- **提示文**:
********************

Amazonが「Alexaブログ」で31の開発向け新機能を紹介 自然で没入感のあるAlexaスキル開発等を推進

AmazonはAlexaブログで「31の新機能で、より自然で没入感のあるAlexaエクスペリエンスを実現」を公開した。Amazon Alexa スキルとその開発環境に関する最新情報が紹介されている(英語圏en_USローカルでのみ使用可能な情報も多数含む)。

今やAlexaデバイスは世界中で数億台を数え、スマートスピーカー、スマートテレビ、ヘッドフォン、PCなどから毎週何十億回もAlexaには対話のアクセスがあるという。また、Alexaスキルのダウンロードや利用も昨年の2倍を超え、Amazonは、Alexa Skills Kit(ASK)でも31の新機能を追加、それを発表した。
そのポイント(一部抜粋)は次の通り。


新機能ではユーザーがスキルとさらに自然に会話できる

開発者にとっては、実行時のオーディオトラック・ミキシング、ゲーム向けHTML5などのウェブ技術を駆使することで、音声に充実したサウンドや視覚効果、タッチ操作を組み合わせたマルチメディア体験が提供できるようになった。ユーザーが外出先で利用し、他の操作を終えた後にシームレスに再開できるようになった。ユーザーが音声とモバイルアプリを同時に使って、音声だけでいくつかのタスクを実行し、必要に応じてほかの操作手段も加えたアプリのフルエクスペリエンスに切り替えることも可能となる。


より自然なエクスペリエンスを実現

スキルやシステムがユーザーとの自然な会話を実現するには、個々の単語や文章を理解する力だけでなく、会話的なフレーズや想定外のリクエストに幅広く対応できる力も必要となる。
Amazonは、ディープニューラルネットワーク(DNN)を採用し、Alexaが個々の単語や文章を理解する自然言語理解(NLU)の能力を高めた。カスタムスキルへの導入を開始したところ、このDNNベースのNLUの利用で、平均15%の精度向上を見込んでいるという。また、このDNN、従来のスキルを含めて、一切変更の必要なく利用できるため、導入と同時に自動的にスキルの精度が向上するという。



Alexa Conversations(ベータ版)

********************

- **収集データ**:
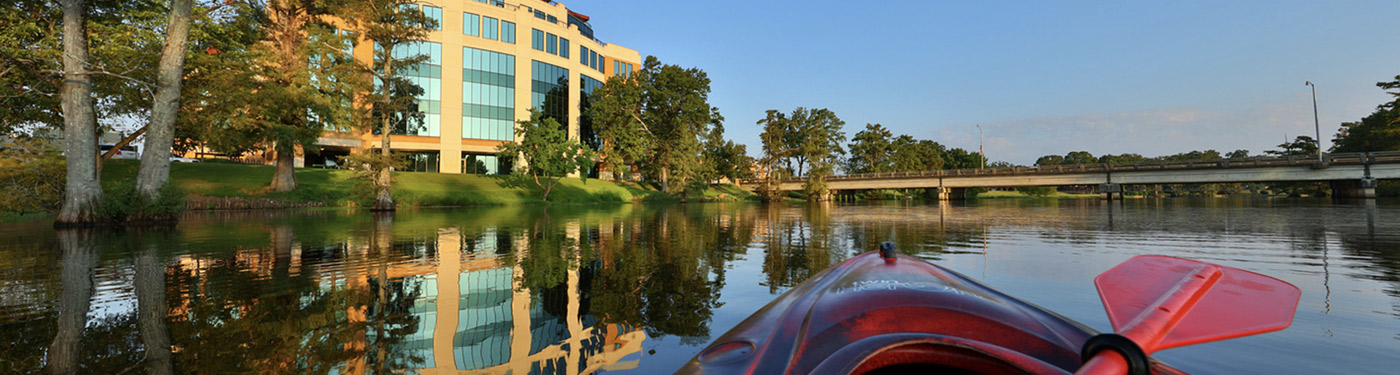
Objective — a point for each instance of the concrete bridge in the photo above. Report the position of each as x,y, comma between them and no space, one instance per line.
1351,175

********************

- **課題 1**: Alexaの新機能に関する提示文で、毎週Alexaへの対話のアクセス元として挙がっている機器をすべて書き出してください。
- **課題 2**: Alexaの新機能に関する提示文を、末尾の見出し「Alexa Conversations(ベータ版)」に続く段落から書き継ぐこと。

- **解答 1**: スマートスピーカー、スマートテレビ、ヘッドフォン、PC

- **解答 2**:
Alexa Conversations(ベータ版)は、ダイアログ管理をAI主導で行う新たなアプローチ。ユーザーが直感的なフレーズを好きな順序で使い、自然でわかりやすい方法で対話できるスキルを開発できる。従来のダイアログ管理機能と異なり、Alexa Conversations(ベータ版)では、コーデイングしたり、ユーザーがスキルと対話する方法のバリエーションをすべて列挙したりする必要がない。代わりに、ダイアログサンプルのセットと、それらをスキルの具体的なサービスにどうマッピングするかを指定。ディープラーニングを採用してユーザーが使う可能性のあるさまざまなダイアログパスを推測し、学習結果をリアルタイムに反映してユーザーの対話を自動管理。たとえば、状態のトラッキング、コンテキストの保持、ユーザー主導の修正の承認を行い、適切なタイミングでサービスを呼び出す。en_US(英語、米国)のスキルでは「iRobot」と「Philosophical Creations」等が、既にAlexa Conversations(ベータ版)を利用しているという。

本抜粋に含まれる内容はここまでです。